• Stored data entries:
• • •
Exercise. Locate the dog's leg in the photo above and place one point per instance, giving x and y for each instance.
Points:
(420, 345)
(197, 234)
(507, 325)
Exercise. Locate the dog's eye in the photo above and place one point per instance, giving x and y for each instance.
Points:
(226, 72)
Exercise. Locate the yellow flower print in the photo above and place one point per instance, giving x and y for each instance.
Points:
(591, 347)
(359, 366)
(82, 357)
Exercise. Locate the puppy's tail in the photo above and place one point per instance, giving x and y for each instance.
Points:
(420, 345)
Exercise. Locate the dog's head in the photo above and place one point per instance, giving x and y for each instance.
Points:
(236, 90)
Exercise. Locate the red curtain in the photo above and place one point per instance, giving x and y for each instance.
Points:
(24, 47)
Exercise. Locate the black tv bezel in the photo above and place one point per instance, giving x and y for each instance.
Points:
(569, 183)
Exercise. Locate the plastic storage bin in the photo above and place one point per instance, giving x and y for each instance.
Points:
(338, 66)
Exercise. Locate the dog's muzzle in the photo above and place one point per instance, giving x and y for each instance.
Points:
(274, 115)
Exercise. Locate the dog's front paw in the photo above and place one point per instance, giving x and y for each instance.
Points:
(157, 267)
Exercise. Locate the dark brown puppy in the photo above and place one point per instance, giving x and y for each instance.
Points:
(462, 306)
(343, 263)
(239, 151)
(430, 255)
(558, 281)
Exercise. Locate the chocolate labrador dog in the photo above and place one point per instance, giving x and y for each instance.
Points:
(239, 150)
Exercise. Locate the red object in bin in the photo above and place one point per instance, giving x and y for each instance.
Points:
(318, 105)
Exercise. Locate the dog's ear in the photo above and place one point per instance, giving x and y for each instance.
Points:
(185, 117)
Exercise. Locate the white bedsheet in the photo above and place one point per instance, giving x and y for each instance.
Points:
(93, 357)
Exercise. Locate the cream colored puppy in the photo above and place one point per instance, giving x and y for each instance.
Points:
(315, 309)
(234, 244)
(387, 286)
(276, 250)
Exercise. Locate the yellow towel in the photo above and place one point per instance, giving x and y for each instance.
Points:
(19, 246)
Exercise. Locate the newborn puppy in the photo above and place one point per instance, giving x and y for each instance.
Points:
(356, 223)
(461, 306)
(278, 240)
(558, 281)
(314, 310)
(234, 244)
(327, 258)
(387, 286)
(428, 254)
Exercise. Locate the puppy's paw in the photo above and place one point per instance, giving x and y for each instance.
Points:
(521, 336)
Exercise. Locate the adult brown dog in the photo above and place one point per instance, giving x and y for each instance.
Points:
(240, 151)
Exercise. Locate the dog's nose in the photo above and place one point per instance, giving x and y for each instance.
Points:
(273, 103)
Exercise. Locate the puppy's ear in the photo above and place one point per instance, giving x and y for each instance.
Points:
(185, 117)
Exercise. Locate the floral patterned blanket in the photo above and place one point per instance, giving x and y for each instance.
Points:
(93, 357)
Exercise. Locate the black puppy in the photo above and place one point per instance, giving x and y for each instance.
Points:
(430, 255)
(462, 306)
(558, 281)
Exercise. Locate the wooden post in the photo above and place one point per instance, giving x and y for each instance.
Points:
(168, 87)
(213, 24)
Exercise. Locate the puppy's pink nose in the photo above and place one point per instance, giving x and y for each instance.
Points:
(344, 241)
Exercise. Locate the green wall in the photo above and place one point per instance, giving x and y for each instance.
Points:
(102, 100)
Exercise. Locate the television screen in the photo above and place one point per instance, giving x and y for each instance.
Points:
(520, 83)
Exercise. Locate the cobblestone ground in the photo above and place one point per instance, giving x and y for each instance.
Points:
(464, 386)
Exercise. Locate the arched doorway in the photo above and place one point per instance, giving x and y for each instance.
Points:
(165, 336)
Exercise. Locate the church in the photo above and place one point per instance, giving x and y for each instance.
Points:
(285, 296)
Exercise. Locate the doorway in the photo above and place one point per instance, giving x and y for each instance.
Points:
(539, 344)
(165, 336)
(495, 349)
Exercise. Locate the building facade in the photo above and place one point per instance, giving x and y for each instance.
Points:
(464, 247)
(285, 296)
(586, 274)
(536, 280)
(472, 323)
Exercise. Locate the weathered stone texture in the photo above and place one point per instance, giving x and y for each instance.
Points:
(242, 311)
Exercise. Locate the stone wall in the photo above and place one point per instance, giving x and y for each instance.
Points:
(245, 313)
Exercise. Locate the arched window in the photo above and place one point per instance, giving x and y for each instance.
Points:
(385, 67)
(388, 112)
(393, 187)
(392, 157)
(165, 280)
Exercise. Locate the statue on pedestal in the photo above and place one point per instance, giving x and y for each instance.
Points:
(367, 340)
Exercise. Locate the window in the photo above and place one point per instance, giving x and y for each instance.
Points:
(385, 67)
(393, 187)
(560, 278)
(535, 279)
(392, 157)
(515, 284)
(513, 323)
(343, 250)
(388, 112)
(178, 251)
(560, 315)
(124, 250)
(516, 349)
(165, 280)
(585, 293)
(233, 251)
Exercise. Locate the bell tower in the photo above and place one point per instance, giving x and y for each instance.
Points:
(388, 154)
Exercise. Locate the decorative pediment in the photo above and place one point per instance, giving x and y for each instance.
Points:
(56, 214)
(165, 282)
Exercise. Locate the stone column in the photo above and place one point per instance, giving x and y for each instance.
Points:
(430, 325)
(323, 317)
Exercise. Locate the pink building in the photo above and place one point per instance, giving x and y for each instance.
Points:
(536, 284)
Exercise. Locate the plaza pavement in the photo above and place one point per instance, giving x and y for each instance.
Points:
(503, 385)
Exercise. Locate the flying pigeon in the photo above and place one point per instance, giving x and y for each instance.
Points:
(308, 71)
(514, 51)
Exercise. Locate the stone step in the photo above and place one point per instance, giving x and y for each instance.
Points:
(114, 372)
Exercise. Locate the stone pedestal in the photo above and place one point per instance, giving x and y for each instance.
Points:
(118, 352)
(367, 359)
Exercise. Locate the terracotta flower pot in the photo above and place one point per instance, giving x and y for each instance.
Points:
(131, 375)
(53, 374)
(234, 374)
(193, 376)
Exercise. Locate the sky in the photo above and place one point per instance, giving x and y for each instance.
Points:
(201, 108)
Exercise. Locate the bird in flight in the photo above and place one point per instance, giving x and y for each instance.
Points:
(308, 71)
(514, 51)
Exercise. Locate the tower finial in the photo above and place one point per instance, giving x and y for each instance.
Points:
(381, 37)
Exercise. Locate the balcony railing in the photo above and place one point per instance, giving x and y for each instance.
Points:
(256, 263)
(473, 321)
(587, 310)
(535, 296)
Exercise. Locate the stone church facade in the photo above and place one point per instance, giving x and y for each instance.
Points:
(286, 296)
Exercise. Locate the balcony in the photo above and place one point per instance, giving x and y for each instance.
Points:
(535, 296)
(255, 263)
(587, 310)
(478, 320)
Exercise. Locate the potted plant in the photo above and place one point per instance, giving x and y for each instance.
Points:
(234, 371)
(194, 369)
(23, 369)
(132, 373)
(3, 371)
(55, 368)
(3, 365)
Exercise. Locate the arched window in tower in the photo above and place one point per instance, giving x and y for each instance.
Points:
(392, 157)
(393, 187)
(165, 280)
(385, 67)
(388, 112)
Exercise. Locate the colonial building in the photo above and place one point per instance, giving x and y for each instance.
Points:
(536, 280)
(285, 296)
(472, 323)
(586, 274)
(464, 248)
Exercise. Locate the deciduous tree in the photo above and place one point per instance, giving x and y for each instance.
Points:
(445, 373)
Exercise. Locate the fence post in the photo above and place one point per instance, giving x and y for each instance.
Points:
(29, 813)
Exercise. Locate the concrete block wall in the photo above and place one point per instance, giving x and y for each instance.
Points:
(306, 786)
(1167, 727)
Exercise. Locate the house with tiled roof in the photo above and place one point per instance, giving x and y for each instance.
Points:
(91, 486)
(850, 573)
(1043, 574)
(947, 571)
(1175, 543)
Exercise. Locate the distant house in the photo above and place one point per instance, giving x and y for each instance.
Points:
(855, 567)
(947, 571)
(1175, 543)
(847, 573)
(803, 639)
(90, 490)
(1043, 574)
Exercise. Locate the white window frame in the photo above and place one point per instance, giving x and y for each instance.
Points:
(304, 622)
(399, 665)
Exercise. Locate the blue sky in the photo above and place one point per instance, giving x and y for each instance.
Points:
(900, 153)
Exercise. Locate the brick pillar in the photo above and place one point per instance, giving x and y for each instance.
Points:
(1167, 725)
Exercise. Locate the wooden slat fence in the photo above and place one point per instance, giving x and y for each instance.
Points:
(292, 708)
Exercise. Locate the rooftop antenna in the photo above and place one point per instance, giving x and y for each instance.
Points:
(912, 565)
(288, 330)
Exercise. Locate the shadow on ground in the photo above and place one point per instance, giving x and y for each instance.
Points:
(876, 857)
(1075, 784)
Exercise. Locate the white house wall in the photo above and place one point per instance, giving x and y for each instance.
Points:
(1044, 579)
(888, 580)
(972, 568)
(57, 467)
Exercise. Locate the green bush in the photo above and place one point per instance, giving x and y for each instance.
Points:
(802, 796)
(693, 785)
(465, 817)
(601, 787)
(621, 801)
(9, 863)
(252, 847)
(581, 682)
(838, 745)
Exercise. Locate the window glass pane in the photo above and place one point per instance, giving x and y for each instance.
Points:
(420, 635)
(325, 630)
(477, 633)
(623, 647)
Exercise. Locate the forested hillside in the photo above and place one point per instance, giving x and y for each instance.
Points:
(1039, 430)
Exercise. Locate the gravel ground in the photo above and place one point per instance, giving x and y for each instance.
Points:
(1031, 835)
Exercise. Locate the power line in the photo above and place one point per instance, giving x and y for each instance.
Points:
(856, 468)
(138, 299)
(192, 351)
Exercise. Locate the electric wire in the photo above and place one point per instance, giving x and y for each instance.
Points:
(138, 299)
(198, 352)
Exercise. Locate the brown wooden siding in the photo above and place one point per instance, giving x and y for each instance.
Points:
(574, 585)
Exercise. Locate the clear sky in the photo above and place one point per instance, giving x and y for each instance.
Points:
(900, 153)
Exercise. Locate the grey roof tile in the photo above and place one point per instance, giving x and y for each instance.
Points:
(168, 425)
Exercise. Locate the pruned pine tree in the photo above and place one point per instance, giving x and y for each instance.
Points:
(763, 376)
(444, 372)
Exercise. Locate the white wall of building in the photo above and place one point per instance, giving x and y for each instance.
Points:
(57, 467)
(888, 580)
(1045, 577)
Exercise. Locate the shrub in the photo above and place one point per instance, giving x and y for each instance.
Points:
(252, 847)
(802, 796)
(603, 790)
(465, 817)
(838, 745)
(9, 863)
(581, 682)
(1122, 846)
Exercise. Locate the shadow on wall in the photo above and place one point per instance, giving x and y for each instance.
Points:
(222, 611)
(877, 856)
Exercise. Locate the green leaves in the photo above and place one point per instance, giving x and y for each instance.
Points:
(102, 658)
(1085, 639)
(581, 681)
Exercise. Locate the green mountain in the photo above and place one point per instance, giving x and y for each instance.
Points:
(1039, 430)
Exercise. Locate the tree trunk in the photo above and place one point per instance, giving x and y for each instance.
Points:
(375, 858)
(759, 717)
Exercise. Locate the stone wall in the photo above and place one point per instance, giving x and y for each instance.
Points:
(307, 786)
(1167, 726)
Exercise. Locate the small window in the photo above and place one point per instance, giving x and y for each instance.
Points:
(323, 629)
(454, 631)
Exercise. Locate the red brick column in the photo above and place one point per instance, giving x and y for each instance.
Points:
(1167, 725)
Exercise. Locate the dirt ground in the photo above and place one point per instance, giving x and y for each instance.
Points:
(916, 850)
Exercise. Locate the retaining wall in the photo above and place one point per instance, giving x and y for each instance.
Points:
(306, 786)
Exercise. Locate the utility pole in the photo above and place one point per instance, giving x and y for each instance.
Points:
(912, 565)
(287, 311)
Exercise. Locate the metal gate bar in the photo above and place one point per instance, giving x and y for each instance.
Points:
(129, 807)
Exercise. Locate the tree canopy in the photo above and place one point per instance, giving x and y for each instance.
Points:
• • •
Report the lines above that have the word "pink" in them.

Exercise. Locate the puppy's pink nose in the photo above and place one point per instance, giving x and y for each instance.
Exercise. Locate the pink building in the photo above and place one point per instance, giving x and y for each instance.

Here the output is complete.